> _Exercise aim_: Extract every line of the data below that contains the word "vegetation". Case counts, so copy only lines where the capitalization matches.

> _Provided entries_:
==*==

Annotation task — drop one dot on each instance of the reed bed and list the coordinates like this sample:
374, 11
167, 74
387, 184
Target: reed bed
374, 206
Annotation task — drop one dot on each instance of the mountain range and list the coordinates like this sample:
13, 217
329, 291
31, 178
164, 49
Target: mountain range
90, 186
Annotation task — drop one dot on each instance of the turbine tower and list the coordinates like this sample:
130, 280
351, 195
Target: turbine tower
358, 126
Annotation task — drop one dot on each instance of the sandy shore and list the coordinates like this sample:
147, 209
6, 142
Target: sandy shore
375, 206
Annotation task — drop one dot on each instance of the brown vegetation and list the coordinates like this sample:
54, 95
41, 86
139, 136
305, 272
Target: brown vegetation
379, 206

==*==

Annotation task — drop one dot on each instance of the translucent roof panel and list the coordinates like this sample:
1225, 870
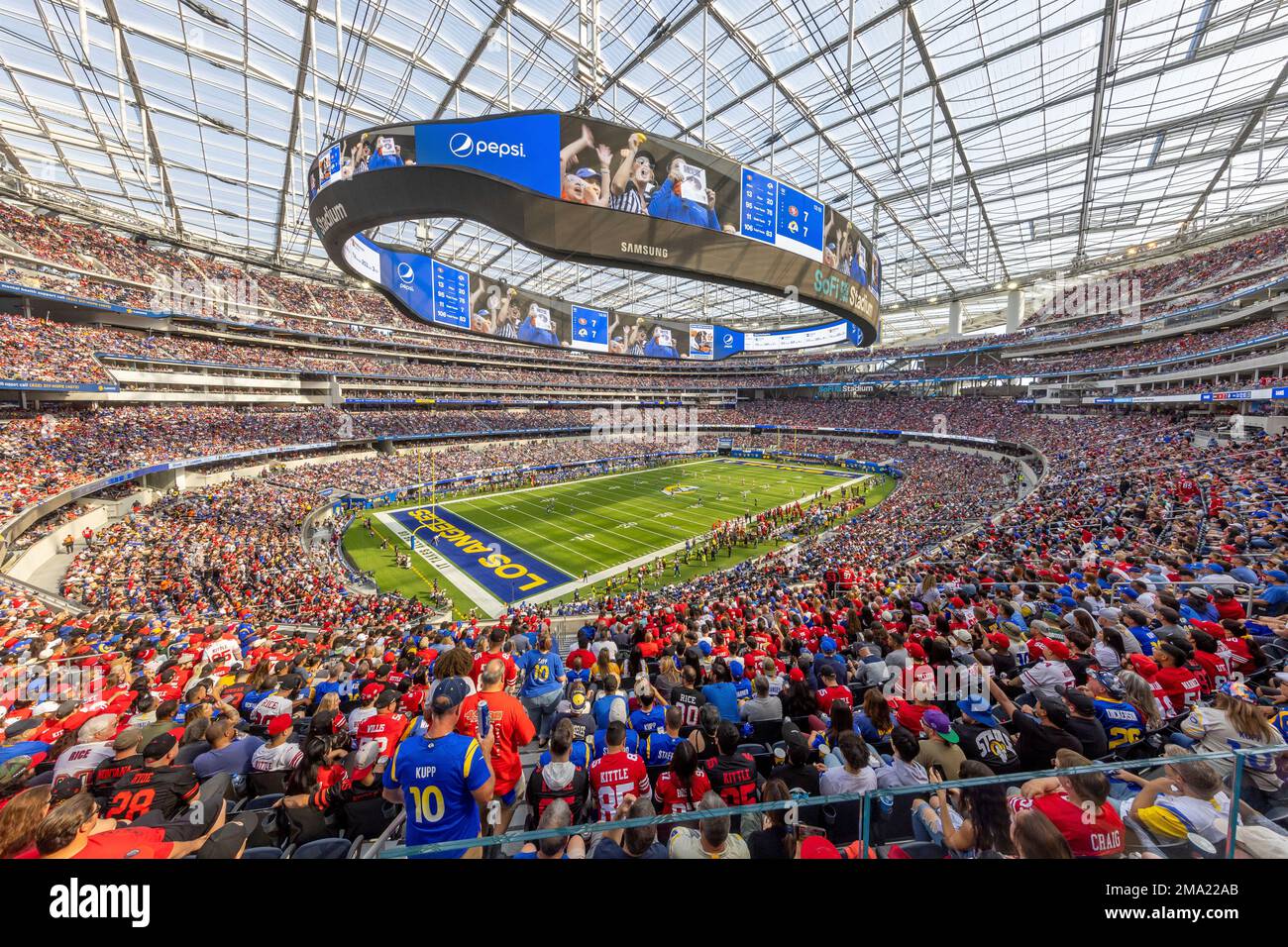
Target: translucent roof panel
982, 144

==*==

> _Response for this exercise_:
Annotation task — drop one dot on each instance of the brown vegetation and list the coordinates like this sample:
Target: brown vegetation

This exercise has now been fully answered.